begin THE RECORDS
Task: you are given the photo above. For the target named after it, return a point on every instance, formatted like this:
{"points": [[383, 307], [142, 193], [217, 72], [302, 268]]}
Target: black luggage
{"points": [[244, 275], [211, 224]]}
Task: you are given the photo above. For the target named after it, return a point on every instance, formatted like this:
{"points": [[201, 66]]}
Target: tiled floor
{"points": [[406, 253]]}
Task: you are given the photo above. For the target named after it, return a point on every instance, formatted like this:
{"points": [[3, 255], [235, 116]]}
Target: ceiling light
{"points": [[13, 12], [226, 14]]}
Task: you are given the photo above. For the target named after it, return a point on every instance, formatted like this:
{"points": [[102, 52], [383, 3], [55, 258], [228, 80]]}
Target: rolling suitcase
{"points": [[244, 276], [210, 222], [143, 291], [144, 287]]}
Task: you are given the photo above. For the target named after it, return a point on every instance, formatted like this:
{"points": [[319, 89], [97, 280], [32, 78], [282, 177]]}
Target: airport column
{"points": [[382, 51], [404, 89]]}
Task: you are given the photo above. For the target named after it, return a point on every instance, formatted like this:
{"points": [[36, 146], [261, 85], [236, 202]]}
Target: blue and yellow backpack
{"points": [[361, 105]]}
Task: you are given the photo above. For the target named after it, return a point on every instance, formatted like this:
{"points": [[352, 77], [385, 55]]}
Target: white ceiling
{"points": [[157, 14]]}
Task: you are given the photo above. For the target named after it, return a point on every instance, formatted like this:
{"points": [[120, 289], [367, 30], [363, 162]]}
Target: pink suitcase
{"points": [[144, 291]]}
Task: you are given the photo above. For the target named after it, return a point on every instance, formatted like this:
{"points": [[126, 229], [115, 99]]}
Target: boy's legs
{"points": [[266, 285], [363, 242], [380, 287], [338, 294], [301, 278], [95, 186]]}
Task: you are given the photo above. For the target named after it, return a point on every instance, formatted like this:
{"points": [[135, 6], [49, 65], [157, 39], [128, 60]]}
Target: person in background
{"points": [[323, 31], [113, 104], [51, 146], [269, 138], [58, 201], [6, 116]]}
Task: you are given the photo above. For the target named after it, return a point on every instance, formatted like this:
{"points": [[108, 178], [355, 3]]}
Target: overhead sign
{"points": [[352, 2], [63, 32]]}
end THE RECORDS
PROBLEM DESCRIPTION:
Find every line in the entries above that contains the string "suitcase" and copy each of those lines. Only matches with the same capitalization count.

EXERCISE RESPONSE:
Target: rolling suitcase
Target: pink suitcase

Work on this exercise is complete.